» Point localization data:
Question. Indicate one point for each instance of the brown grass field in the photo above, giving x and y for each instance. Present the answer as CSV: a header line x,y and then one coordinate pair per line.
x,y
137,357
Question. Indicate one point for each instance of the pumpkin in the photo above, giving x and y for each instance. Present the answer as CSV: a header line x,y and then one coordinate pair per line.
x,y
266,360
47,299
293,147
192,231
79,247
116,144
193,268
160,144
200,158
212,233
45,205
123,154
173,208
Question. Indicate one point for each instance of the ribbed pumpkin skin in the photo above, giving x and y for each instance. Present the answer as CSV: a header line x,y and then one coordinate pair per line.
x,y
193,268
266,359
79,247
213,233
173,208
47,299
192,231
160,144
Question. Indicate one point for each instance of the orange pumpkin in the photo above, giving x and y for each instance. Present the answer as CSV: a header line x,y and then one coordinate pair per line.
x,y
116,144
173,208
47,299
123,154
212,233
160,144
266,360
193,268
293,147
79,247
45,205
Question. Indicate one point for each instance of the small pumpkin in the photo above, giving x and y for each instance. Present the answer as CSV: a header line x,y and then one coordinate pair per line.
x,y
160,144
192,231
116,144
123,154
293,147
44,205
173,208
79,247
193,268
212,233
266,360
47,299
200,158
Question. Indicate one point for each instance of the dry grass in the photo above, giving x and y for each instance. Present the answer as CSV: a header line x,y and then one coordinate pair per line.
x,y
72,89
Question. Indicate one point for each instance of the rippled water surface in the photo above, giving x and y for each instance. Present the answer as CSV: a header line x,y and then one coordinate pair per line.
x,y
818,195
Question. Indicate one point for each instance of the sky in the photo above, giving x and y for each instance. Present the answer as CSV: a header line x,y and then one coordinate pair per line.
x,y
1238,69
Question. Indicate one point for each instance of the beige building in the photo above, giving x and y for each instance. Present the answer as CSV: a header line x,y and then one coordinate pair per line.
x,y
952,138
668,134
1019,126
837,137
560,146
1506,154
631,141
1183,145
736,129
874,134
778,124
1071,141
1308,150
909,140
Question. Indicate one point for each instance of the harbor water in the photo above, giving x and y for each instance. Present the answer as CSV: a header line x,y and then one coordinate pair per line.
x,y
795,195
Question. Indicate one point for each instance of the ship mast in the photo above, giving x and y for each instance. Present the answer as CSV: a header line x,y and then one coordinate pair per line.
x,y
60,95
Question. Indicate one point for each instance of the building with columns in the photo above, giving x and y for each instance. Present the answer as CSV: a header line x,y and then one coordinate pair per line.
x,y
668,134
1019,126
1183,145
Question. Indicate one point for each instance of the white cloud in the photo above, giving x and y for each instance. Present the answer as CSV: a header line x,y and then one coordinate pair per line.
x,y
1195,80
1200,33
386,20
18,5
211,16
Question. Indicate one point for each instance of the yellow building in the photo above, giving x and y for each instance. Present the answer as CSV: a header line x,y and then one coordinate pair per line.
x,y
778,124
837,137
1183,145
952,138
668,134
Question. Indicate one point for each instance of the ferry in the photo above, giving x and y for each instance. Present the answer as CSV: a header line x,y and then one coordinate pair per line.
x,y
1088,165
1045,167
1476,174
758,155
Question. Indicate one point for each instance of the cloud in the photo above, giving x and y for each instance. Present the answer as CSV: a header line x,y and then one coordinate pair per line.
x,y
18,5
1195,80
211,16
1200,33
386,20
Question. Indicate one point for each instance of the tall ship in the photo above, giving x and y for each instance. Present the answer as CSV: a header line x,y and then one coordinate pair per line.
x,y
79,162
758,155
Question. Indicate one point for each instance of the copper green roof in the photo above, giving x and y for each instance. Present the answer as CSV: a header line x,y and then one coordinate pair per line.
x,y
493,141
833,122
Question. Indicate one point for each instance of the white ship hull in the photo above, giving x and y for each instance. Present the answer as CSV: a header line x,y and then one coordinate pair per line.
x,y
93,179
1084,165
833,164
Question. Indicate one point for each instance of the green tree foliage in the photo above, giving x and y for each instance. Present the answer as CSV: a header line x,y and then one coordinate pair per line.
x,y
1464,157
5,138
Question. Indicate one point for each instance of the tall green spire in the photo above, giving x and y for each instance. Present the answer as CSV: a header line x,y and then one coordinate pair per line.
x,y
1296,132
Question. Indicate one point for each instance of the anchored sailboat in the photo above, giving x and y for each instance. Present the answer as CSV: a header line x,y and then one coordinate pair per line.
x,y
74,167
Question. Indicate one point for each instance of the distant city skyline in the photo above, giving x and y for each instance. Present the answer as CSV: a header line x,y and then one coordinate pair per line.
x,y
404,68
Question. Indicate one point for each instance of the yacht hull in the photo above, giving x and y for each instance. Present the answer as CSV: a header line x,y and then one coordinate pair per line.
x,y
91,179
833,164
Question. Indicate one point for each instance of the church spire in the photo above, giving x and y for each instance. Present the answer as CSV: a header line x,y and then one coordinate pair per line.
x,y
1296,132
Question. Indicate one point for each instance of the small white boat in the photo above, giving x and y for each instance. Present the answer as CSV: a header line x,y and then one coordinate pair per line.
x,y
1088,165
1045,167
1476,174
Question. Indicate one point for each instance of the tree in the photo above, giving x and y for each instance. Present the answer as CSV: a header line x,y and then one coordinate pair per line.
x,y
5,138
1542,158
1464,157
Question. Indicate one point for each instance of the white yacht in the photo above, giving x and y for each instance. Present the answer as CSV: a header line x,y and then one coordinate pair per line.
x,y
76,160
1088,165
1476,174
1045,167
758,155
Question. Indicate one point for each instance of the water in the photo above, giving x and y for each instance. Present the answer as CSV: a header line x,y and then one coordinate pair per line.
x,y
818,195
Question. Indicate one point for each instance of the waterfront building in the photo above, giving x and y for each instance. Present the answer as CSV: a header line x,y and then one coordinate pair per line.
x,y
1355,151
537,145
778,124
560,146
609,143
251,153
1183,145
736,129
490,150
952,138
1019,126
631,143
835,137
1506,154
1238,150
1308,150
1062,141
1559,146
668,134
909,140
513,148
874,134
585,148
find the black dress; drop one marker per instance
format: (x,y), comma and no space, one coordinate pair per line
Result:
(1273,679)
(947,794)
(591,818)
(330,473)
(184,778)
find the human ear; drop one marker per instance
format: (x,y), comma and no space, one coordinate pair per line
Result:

» Brief:
Reproduce every record above exactly as it is written.

» Answer space:
Question. Indicate one point for each instance of the brown grass field in the photo above, giving x and y for each instance. Present the answer as CSV: a header line x,y and then one coordinate pair per line.
x,y
137,357
Question. Indicate one point for each instance of the pumpkin in the photo above, giving x and y for each instance. Present the answer as CSV: a header line x,y and then one coordinate pair per line.
x,y
266,360
47,299
293,147
192,231
79,247
116,144
193,268
160,144
200,158
212,233
45,205
123,154
173,208
Question. Indicate one point for each instance of the ribbed pumpkin skin in the photo above, giving x and y for each instance. Present the answer as CSV: a header line x,y and then one coordinate pair per line.
x,y
193,268
266,359
79,247
213,233
173,208
47,299
192,231
160,144
Question. Indicate one point for each instance of the orange pumpkin in the photo above, giving x and y for each instance. Present the answer as CSV: a header line x,y and then one coordinate pair per line.
x,y
116,144
173,208
47,299
123,154
212,233
160,144
266,360
193,268
293,147
79,247
45,205
Question. Indicate one point for each instance of the small pumpkin in the photo above, giving x and y for each instance. Present the answer as CSV: a header line x,y and then one coordinate pair per line.
x,y
160,144
192,231
116,144
123,154
293,147
44,205
173,208
79,247
193,268
212,233
266,360
47,299
200,158
Question. Indicate one point for each instance of the dry grass in the photo above, giving x and y for each instance. Present the answer as CSV: a header line x,y and then one coordinate pair per line.
x,y
72,89
Question. Indicate one point for each instance of the rippled water surface in the photo above, giving x and y for each instance. Present the answer as CSV: a header line x,y and then one coordinate pair per line.
x,y
818,195
Question. Indicate one point for each instance of the sky in the photo above, giving x and y for each instance. Present the answer as CSV: a header line x,y and then one coordinate pair per line.
x,y
1238,69
Question. Indicate one point for each instance of the beige building in the photo above, giving x and y for each instance. Present the answer as CSV: a header line x,y and then one coordinate pair per line.
x,y
952,138
668,134
1019,126
837,137
560,146
1506,154
631,141
1183,145
736,129
874,134
778,124
1071,141
1308,150
909,140
Question. Indicate one point for each instance of the harbor water in the photo above, giving x and y for each instance. Present the answer as CSV: a header line x,y and then one coordinate pair per line.
x,y
795,195
Question. Indicate one point for each instance of the ship mast in the photo above, giving x and y for each instance. Present the answer as CSV: a header line x,y and then one coordinate pair per line.
x,y
60,95
Question. Indicate one point for each instance of the building with columns in the photo above, giving x and y for each instance. Present the answer as CSV: a header line x,y and then one coordinate pair per line.
x,y
668,134
1019,126
1183,145
Question. Indicate one point for each instance of the white cloud in the photo above, giving x and y for each instance. Present the answer as CSV: a header line x,y and then one coordinate pair per line.
x,y
1195,80
1200,33
386,20
18,5
211,16
Question. Indicate one point for each instance of the yellow building in the photo above, giving x and y for each instance. Present the answer as CSV: a header line x,y and then one coordinate pair per line.
x,y
778,124
837,137
1183,145
952,138
668,134
Question. Indicate one point for each instance of the ferry in the photo above, giving x and y for each instance. Present the answer as CSV: a header line x,y and then one coordinate pair per line.
x,y
1088,165
1045,167
1476,174
758,155
Question. Indicate one point for each instance of the cloud in the photo above, giving x and y for each instance. Present the answer as CSV: a header line x,y and then one coordinate pair per line.
x,y
18,5
1195,80
211,16
1200,33
386,20
Question. Indicate one point for each instance of the tall ship in the photo above, giving x and y for each instance. Present the answer as CSV: a header line x,y and then one coordinate pair per line.
x,y
79,162
758,155
Question. Indicate one point for each instance of the copper green roof in the photo above, giving x and y for each instance. Present the answer as CSV: a header line x,y and then one coordinate pair per line.
x,y
493,141
833,122
Question. Indicate one point for each instance of the white ship hull in the photo above, giving x and y for each instance. Present the answer as CSV: a header line x,y and then one coordinate pair per line.
x,y
93,179
1084,165
833,164
Question. Indicate one point for each instance of the green tree foliage in the photo above, giving x and y for each instance. Present the answer as CSV: a header line x,y and then one coordinate pair per line.
x,y
1464,157
5,138
Question. Indicate one point for each instance of the tall green spire in the photo above, giving x and y for each instance. Present the answer as CSV: a header line x,y and then one coordinate pair per line.
x,y
1296,132
Question. Indicate one point for each instance of the anchored sailboat in the photo above, giving x and y for each instance. Present the answer as CSV: a header line x,y and then one coordinate pair per line.
x,y
74,167
Question. Indicate one point for each instance of the distant city skyline in the photo above, giving x and y for each instance. Present the answer as CSV: a header line x,y and then one coordinate pair per line.
x,y
404,68
Question. Indicate one point for each instance of the yacht hull in the photo above, giving x and y for each instance. Present the answer as CSV: a header line x,y and then one coordinate pair per line.
x,y
91,179
833,164
Question. Indicate one point for each instance of the church spire in the photo above, giving x and y for each instance. Present the answer as CSV: a header line x,y and then one coordinate pair per line.
x,y
1296,132
Question. Indicate one point for each instance of the small white boat in the photo above, giving x and y for each instance. Present the answer as CSV: a header line x,y and then one coordinate pair per line.
x,y
1088,165
1045,167
1476,174
Question. Indicate one point for each instance of the tree in the photo above, giving x and y for each instance. Present the answer as CSV: a header line x,y and then one coordinate pair per line.
x,y
5,138
1542,158
1464,157
Question. Indicate one point for each instance of the white yacht in the photo above, giving x and y for each instance. Present the answer as CSV: a header line x,y and then one coordinate pair per line.
x,y
76,160
1088,165
1476,174
1045,167
758,155
Question. Indicate one point for each instance of the water in the photo above, giving x and y for each instance. Present the answer as CSV: a header line x,y and then one coordinate pair per line.
x,y
818,195
Question. Indicate one point for each instance of the waterfront building in the photo above, giving x and y for each instance. Present the answer as CSV: a header line x,y and then one coordinate pair per line.
x,y
1355,151
537,145
778,124
560,146
609,143
251,153
1183,145
736,129
490,150
952,138
1019,126
631,143
835,137
1506,154
1238,150
1308,150
1062,141
1559,146
668,134
909,140
513,148
874,134
585,148
find the black dress; drop one marker per instance
format: (x,y), comma and no space, one coordinate pair per line
Result:
(1273,679)
(947,794)
(591,818)
(330,473)
(184,778)
find the human ear; drop one marker per instance
format: (x,y), comma and no space, one coordinate pair per line
Result:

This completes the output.